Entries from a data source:
* * *
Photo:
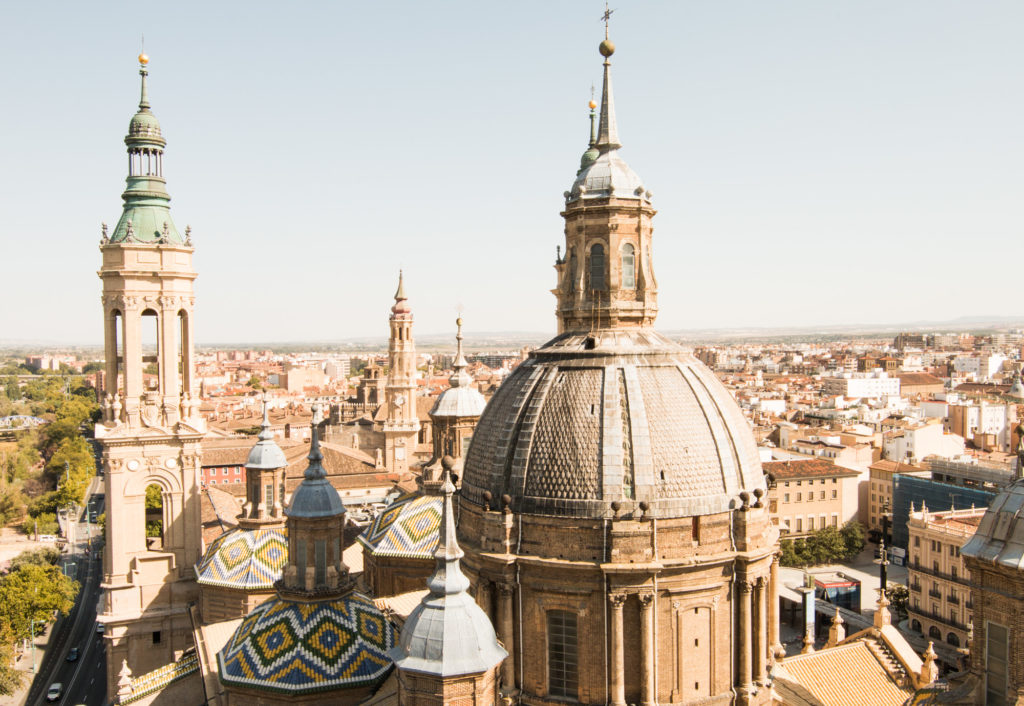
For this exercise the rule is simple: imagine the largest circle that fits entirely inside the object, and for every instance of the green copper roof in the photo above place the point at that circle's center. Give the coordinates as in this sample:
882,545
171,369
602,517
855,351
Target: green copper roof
146,215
* * *
Instructions to follow:
Transcribe the text of every entry above word for word, and leave the pictures out of your answer.

Task output:
Photo:
For this exercise the rule is simple: imagine the largest circle that fits entirely inside the object, and for every instance of the green copper roof in the photo above place the point at that circle's center. Give the coordinates as in this sample:
882,545
171,369
602,517
855,351
Target: green copper roof
146,215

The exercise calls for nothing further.